Items from a dataset
★ ★ ★

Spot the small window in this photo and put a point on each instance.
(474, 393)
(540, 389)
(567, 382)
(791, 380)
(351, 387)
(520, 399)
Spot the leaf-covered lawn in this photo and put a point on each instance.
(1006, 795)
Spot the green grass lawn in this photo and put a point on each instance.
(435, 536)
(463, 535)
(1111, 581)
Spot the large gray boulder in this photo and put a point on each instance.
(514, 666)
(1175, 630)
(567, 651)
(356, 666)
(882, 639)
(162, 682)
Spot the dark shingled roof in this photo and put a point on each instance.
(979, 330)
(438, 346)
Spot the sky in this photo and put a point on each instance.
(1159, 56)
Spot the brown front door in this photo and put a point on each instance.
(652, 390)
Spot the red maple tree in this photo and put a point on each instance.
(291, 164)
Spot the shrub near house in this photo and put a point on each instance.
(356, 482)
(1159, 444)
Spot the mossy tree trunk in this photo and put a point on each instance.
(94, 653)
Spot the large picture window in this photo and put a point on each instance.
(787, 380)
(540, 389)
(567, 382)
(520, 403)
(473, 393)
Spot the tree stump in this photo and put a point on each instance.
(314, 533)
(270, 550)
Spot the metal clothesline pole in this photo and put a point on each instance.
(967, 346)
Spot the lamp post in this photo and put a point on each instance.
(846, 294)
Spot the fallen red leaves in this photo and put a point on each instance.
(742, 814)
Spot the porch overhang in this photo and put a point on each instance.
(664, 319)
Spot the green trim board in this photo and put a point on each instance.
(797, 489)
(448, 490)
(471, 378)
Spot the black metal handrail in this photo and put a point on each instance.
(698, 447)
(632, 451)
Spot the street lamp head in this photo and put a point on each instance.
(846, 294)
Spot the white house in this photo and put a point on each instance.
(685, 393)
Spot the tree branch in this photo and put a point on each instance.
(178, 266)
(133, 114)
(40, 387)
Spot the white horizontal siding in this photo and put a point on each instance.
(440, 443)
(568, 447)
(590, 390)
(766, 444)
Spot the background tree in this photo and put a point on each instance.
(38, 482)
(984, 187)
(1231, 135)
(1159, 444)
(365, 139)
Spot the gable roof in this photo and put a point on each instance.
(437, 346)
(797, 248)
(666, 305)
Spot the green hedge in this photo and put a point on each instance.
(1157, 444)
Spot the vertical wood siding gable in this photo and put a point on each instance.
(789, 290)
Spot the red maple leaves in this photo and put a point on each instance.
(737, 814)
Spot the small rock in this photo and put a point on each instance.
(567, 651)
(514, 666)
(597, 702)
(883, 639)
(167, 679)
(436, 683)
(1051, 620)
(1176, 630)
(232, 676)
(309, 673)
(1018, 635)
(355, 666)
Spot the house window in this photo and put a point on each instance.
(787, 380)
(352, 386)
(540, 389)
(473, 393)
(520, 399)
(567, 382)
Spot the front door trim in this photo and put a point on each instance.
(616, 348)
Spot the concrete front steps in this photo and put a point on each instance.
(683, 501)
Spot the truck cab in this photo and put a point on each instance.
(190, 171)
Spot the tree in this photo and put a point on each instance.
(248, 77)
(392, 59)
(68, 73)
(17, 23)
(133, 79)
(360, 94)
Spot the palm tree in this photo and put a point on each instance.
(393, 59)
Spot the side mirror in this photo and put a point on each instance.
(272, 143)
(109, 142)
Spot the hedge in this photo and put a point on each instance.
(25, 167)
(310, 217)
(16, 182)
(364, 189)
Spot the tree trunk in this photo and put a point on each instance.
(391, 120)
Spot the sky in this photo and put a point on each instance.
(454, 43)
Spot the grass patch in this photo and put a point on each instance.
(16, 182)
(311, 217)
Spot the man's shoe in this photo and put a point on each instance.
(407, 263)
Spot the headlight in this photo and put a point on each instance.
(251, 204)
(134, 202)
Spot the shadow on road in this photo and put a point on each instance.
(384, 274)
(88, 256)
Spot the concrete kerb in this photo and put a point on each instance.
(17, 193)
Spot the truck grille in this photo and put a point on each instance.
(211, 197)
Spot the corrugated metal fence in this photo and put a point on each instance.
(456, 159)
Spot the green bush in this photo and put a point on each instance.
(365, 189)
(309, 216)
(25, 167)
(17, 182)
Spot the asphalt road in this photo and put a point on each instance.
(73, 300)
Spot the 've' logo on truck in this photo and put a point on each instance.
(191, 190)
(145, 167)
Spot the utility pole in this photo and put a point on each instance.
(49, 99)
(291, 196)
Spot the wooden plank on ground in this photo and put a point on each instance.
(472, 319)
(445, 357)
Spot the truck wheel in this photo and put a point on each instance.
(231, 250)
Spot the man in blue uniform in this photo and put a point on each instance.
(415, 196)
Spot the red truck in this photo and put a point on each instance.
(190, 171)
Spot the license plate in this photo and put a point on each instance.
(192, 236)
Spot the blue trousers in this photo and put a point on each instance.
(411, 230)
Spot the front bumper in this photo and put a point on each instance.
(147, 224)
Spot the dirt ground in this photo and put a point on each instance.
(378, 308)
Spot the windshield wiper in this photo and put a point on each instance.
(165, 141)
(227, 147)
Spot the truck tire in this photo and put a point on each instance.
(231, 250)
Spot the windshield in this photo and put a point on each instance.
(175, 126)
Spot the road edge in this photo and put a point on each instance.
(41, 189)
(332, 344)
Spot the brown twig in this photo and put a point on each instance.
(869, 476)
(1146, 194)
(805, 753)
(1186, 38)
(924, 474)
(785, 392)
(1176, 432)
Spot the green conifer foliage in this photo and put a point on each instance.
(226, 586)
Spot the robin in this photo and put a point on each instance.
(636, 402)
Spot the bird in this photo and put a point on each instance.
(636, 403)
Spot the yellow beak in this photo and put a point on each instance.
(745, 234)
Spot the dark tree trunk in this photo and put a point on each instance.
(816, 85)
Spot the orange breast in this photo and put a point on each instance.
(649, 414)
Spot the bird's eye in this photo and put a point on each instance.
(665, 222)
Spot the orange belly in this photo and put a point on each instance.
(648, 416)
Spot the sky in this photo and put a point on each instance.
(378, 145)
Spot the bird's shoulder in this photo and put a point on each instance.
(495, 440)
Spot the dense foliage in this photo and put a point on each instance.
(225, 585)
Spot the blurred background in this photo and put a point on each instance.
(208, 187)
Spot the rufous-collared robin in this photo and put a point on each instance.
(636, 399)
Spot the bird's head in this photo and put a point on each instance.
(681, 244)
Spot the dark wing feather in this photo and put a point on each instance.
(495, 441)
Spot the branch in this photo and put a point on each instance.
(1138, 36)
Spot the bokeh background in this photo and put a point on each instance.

★ ★ ★

What the task asks: Can you switch "Spot" to "Find" throughout the rows above, leaving everything else unchanged?

Complete output:
Find the small window in this photo and put a point on each instance.
(474, 393)
(540, 389)
(567, 382)
(791, 380)
(351, 387)
(520, 399)
Find the leaf-covered lawn in this photo and put a point on each instance.
(1006, 795)
Find the green grass lawn in this photo and put a point on each instance.
(435, 536)
(463, 535)
(1111, 581)
Find the large gray boulder in this photo and put a point on each instance.
(514, 666)
(1175, 630)
(567, 651)
(356, 666)
(882, 639)
(162, 682)
Find the dark shingled roof in this photo and put a point on each instance.
(979, 330)
(438, 346)
Find the sky in this photo and put a point on each instance.
(1159, 56)
Find the brown front door in this photo and put a point on each instance.
(652, 390)
Find the red maple tree in this photo and put a point on each instance.
(291, 164)
Find the shrub near house in this photo and put a point on each instance.
(356, 482)
(1159, 444)
Find the mossy tree trunk in this photo and put a point on each instance.
(94, 653)
Find the large picture window in this photo and put a point on each instance.
(787, 380)
(540, 389)
(567, 382)
(520, 403)
(473, 393)
Find the tree stump in this photo and put a point on each instance.
(314, 533)
(270, 550)
Find the metal clothesline pole in this photo and put a point on each instance.
(967, 346)
Find the lamp post in this photo and put a point on each instance.
(846, 294)
Find the fallen red leaves in this photo and put a point on each instance.
(742, 814)
Find the porch overhang in this photo and put a point on each instance.
(664, 319)
Find the green trim board in this photo and put a point on each instance.
(797, 489)
(448, 490)
(471, 378)
Find the black metal handrail in this photo and put a point on each instance.
(698, 447)
(632, 451)
Find the street lamp head in this photo and put a point on each instance.
(846, 294)
Find the white house in this photo and put a point on each instance.
(685, 393)
Find the tree branch in this photo and put a point on each instance.
(178, 266)
(133, 114)
(40, 387)
Find the white horizontal siding in this photo and put a point on each instance.
(440, 443)
(568, 447)
(590, 390)
(766, 444)
Find the background tree in this photo and put a point on each instance.
(38, 482)
(984, 187)
(1231, 135)
(1159, 444)
(365, 139)
Find the gable roof in this photo and put a point on each instance.
(437, 346)
(797, 248)
(666, 305)
Find the green hedge in this photo and put a point on each instance.
(1157, 444)
Find the vertical wood siding gable in this photo and put a point on each instance.
(789, 290)
Find the red maple leaves in this photo and put a point on each instance.
(737, 814)
Find the small rock in this photo and put a point on each instance.
(567, 651)
(514, 666)
(597, 702)
(883, 639)
(167, 679)
(436, 683)
(1051, 620)
(1176, 630)
(232, 676)
(309, 673)
(1018, 635)
(355, 666)
Find the house window in this photo and put a point on each instance.
(787, 380)
(352, 386)
(540, 389)
(473, 393)
(520, 399)
(567, 382)
Find the front door trim in this photo and put a point on each instance.
(616, 348)
Find the concrete front steps in this photo and put a point on each instance.
(683, 501)
Find the truck cab in this photo and put a point on each instance.
(190, 171)
Find the tree in this photo and put a point on each instance.
(248, 77)
(392, 59)
(68, 73)
(17, 23)
(133, 79)
(360, 94)
Find the palm tree in this photo and put a point on each instance.
(393, 59)
Find the side mirror in this photo and put a point on each instance.
(272, 143)
(109, 142)
Find the hedge in this photo and put a point on each instance.
(25, 167)
(310, 217)
(16, 182)
(364, 189)
Find the tree trunk in this photo and put a point on each instance.
(391, 120)
Find the sky in this photo and put a point on each instance.
(454, 43)
Find the grass patch in this photo and put a point on each instance.
(16, 182)
(311, 217)
Find the man's shoe in this photo and put a point on each instance.
(407, 263)
Find the headlight in this photo and put a point on each instance.
(251, 204)
(134, 202)
Find the shadow on road in this photo and put a point on each instance.
(384, 274)
(88, 256)
Find the concrete kerb in this photo and put a point on each instance.
(17, 193)
Find the truck grille in this photo and put a point on each instance.
(211, 197)
Find the corrugated metal fence in this photo and put a point on each instance.
(456, 159)
Find the green bush in this photo and put a point on each instance.
(365, 189)
(309, 216)
(25, 167)
(17, 182)
Find the asphalt road in this photo and put a point on each instance.
(73, 300)
Find the 've' logo on truck in this photo and put a point on each instance.
(191, 190)
(145, 167)
Find the utility pole in this photo and put a point on each instance.
(49, 99)
(291, 196)
Find the wooden plank on ground in this photo and put a point on each instance.
(472, 319)
(445, 357)
Find the truck wheel in this photo and put a point on each instance.
(231, 250)
Find the man in blue uniform in this photo and put a point on each instance.
(415, 196)
Find the red truck in this photo and put a point on each instance.
(190, 171)
Find the license plate in this photo and put a point on each instance.
(192, 236)
Find the blue trousers in this photo and put a point on each instance.
(411, 230)
Find the front bumper in this photo and put a point on each instance.
(147, 224)
Find the dirt ground in this photo and put a point on each instance.
(378, 308)
Find the windshield wiper in this photo and put a point on each instance.
(165, 141)
(227, 147)
Find the truck tire in this photo and put a point on each instance.
(231, 250)
Find the windshield in this photo and put a point on each instance.
(175, 126)
Find the road edge in this photo and put a point on each instance.
(41, 189)
(332, 344)
Find the brown twig in this photo and put a point on each instance.
(869, 476)
(1146, 194)
(805, 753)
(1186, 38)
(924, 474)
(785, 392)
(1176, 432)
Find the green conifer foliage in this photo and put a point on each instance.
(226, 586)
Find the robin in this photo and put a point on each instance.
(636, 402)
Find the bird in this photo and put a point on each instance.
(636, 403)
Find the yellow beak in this photo and put a point on each instance.
(745, 234)
Find the dark tree trunk in this photo and put a point on each instance.
(816, 85)
Find the orange breast in this photo and put a point on each instance.
(649, 414)
Find the bird's eye in this photo and put a point on each instance.
(665, 222)
Find the orange belly in this photo and put a point on each instance.
(648, 416)
Find the sky in this photo and put a point on each instance.
(378, 145)
Find the bird's shoulder in this photo and put a point on each instance.
(495, 440)
Find the dense foliage in this photo and put a point on each instance.
(225, 585)
Find the blurred background in this photo and put a point on each instance.
(208, 187)
Find the rufous-collared robin in this photo and put a point on each instance.
(636, 399)
Find the bird's head in this photo and put a point on each instance.
(681, 244)
Find the dark wing feather in this photo and put a point on each instance.
(495, 441)
Find the branch in this photo and put a point on each instance.
(1138, 36)
Find the bokeh background in this photo and put a point on each instance.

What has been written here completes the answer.